▸ **Text under study**
All eyes on the musungu visitor


Interesting old face in the congregation

Another four hour drive back to Kamembe, two hours in the dark along unlit roads with lots of people walking - have no idea how they can see anything but guess their eyes are better adjusted to the dark than ours are.

I thought last week’s visit to Kanzu, another remote parish, was quite a challenging drive but yesterday’s certainly beat it. But, there is something wonderful going to these remote churches – the simple buildings with corrugated iron roofs, mud floors, young children crawling and walking around the make-shift platform as TB is in mid-flow and mothers breast feeding their children! It all feels very raw but worship is wonderful (despite yesterday’s loud speaker blaring out to a crowd outside the church) and the opportunity to hear a musungu speaker brings in a few extra people – think TB is going to take “my musungu” (as he affectionately calls me) to a few more churches to get the numbers up.

Come to see the musungu in church

Earlier in the week, I went up to Kigali for a night.  Opportunity to have my first bath in about five weeks (don’t worry I have been taking showers!) and a look in a decent mirror, in decent light to see a much slimmer Jonathan with a mop of wild hair.  Managed to find a hair salon in hotel next door to got a hair cut, much to amusement of Rwandese ladies who were all having their hair done. Without my glasses it was difficult to see what was coming off and tried not to worry about the large chunks of hair on the gown but came out with a not too bad hair-cut and looking a bit more respectable.

My emotions, like the hills, have been up and down this week.  Think a combination of tiredness, had to meet a team from the UK who arrived at midnight on Monday in Kigali and didn’t get to bed until 2am and then early start and six hour drive back to Kamembe on Tuesday, combined with the challenges of being here has kicked-in.  Have to admit there has been some tears (for the first time I’ve been here) this week as well as feelings of frustration, impatience and, at times, anger. However, next moment I can find myself laughing and also humbled by the people here.

▸ **Problems to solve**
**a)** In the travel diary, about how long had the writer gone without a bath before the night in Kigali?
**b)** Proceed with the travel diary, picking up right after its last sentence.
The listing has no connection to the travel diary.

▸ **Extracted data**
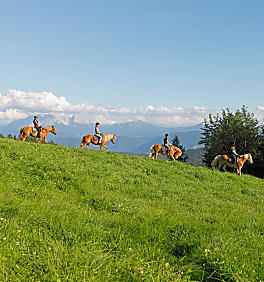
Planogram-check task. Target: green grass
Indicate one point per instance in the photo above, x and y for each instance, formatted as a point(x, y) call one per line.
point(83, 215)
...
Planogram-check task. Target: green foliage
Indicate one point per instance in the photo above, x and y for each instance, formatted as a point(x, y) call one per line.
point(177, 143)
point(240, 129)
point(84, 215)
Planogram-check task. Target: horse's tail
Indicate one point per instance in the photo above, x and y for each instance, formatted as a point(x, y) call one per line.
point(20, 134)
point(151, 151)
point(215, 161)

▸ **Responses in order**
**a)** About five weeks.

**b)**
I returned late to the house the other evening after getting caught up in a situation at the clinic, where two doctors from the UK are working for a few weeks, when we got into a long discussion with local nurses about the condition of a very sick baby and whether it should stay in the clinic, which has limited hospital facilities, or be taken to the local hospital in town where it could be properly treated.  In the end, we managed to persuade the local nurses to call an ambulance to take the baby to hospital, as the UK doctors were worried that the baby may not last the night.

Getting back to the house, I was desperate just to get in and go to bed when I noticed in the shadows, on the terrace, there were two people waiting for me who turned out to be Christian and Jimmy, two sons of Leocadie (who I mentioned in an earlier post). They had brought me six fresh eggs from their chicken – a thoughtful and generous gift, as I know they need eggs for their family. Had a nice long chat with confident Christian who speaks very good English whilst his brother, Jimmy, sat there rather shyly but it was a lovely end to a trying day.

That was until I discovered a huge spider in the shower tray. Tried to capture it in an empty Blue Band tub but it wasn’t having any of that so, sorry spider lovers, turned the shower on and flushed it down the plug-hole.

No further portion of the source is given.